## BEGIN Extract to read

Sabre\DAV\Exception\NotAuthenticated: No  public access to this resource., No 'Authorization: Basic' header  found. Either the client didn't send one, or the server is  misconfigured, No 'Authorization: Bearer' header found. Either the  client didn't send one, or the server is mis-configured, No  'Authorization: Basic' header found. Either the client didn't send one,  or the server is misconfigured

I found out I had set my password instead of an app password in ~/.davfs2/secrets. Now the log is gone and the time for my ls is very reasonable.

theof avatar May 15 '23 16:05 theof

Performance with basic auth is always very bad since it needs to do hashing. App password can be directly compared and don't have this performance penalty.

provokateurin avatar May 15 '23 16:05 provokateurin

I do not know whether it is the same issue for others in this thread. I imagine it is a common misconfiguration for people skimming through the docs. So maybe we could emphasize on the importance of using an app password in the docs (making the blue note red) or if easily feasible notifying users using basic auth together with non web-browser clients ?

theof avatar May 15 '23 16:05 theof

I found out I had set my password instead of an app password in ~/.davfs2/secrets. Now the log is gone and the time for my ls is very reasonable.

Thank you @theof for sharing this observation! Here's a comparison of execution duration (seconds) between user vs application password on my system.

Command User password Application password
mount 9.3 3.28
ls (1st) 86.23 7.58
ls (2nd - cached) 29.4 1.94
ls (3rd - cached) 32.89 1.99
ls (4th - cached) 33.51 2

It's unbelievable what difference this tiny change makes.

I do not know whether it is the same issue for others in this thread. I imagine it is a common misconfiguration for people skimming through the docs.

This may be an issue only if the NC is running on a hardware with weak CPU as I have been using other NC instance w/o application password just fine.

jose1711 avatar May 22 '23 07:05 jose1711

I wonder if the performance is so bad because the hashing happens many times because of recursive listing? @jose1711 maybe you could also compare listing folders with different levels of depth?

provokateurin avatar May 22 '23 07:05 provokateurin

I wonder if the performance is so bad because the hashing happens many times because of recursive listing? @jose1711 maybe you could also compare listing folders with different levels of depth?

Note that ls listing was done on the top level (mountpoint). I can imagine that a recursive listing would take a lot more time to process.

jose1711 avatar May 22 '23 11:05 jose1711

## END Extract to read
## BEGIN Dataset content

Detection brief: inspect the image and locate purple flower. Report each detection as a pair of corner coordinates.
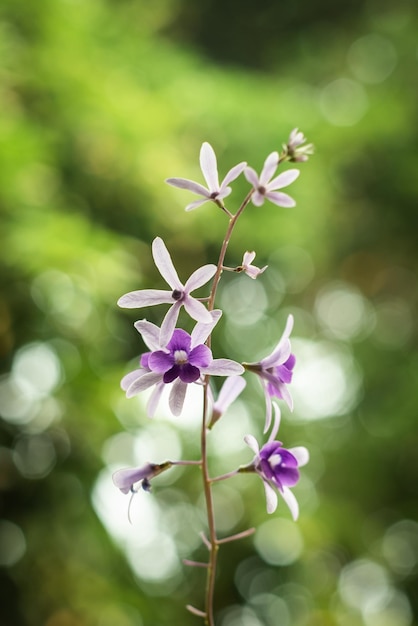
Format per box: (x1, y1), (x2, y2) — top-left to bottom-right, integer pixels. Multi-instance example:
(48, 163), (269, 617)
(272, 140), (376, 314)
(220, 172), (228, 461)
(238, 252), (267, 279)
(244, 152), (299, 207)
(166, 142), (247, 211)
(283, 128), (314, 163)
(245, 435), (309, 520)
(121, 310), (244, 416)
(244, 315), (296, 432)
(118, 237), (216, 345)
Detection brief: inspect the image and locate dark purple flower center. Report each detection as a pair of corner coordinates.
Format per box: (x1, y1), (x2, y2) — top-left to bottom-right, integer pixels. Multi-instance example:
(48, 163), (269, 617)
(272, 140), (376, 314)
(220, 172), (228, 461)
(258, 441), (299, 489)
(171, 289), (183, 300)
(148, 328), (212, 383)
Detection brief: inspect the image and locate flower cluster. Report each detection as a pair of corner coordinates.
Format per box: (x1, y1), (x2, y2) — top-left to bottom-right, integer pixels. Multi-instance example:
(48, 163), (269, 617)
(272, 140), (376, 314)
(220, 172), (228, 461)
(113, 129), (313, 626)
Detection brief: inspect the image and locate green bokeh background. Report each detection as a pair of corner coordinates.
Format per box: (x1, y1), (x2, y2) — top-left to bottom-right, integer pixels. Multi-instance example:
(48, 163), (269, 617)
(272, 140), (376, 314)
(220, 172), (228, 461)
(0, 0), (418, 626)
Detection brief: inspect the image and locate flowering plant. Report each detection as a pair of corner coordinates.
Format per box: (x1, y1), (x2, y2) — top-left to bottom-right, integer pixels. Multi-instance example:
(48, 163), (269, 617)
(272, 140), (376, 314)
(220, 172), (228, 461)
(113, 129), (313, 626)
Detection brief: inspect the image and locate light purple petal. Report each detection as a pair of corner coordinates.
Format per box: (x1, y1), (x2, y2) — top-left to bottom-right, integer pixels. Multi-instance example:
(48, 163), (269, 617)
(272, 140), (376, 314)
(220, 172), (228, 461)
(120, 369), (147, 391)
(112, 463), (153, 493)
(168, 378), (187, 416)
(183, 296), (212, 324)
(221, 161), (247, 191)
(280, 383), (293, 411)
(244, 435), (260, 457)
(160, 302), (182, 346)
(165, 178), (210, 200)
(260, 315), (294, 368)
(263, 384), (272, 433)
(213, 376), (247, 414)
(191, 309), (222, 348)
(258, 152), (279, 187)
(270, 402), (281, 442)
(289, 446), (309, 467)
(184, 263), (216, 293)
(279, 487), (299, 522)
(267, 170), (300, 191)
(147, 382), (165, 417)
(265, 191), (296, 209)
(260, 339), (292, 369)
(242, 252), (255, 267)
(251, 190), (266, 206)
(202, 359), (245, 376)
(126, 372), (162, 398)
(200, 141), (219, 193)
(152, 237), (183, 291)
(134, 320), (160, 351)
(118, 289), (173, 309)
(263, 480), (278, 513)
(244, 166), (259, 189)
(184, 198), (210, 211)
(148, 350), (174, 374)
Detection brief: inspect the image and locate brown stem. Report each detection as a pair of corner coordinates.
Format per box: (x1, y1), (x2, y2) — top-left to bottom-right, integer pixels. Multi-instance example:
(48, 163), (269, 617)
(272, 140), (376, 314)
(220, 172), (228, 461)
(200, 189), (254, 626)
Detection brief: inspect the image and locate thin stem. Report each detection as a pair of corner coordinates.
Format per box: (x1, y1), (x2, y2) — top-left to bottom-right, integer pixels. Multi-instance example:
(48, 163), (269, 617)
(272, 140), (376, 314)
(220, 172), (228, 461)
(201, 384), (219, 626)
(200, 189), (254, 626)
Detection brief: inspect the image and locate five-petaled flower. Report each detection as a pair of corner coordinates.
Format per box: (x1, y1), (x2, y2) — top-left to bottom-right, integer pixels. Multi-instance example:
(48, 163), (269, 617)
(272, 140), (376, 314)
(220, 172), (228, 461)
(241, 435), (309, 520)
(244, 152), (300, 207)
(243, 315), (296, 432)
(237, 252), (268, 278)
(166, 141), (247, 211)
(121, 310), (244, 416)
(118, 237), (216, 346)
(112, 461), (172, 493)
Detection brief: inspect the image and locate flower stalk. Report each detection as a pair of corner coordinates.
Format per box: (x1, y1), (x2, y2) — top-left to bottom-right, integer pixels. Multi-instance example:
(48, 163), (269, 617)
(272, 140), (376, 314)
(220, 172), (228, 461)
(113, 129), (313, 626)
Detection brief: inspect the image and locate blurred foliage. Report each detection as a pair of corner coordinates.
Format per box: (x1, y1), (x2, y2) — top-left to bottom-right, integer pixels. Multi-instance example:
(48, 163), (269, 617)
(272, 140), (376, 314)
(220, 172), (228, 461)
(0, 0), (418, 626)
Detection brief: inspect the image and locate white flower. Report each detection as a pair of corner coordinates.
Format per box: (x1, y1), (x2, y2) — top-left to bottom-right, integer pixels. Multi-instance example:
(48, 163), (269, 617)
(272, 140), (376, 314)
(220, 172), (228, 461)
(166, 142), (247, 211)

## END Dataset content

Written exercise: Reproduce word for word the passage of the forum thread on app passwords that runs from "provokateurin avatar May 15" up to and including "web-browser clients ?".

The solution:
provokateurin avatar May 15 '23 16:05 provokateurin

I do not know whether it is the same issue for others in this thread. I imagine it is a common misconfiguration for people skimming through the docs. So maybe we could emphasize on the importance of using an app password in the docs (making the blue note red) or if easily feasible notifying users using basic auth together with non web-browser clients ?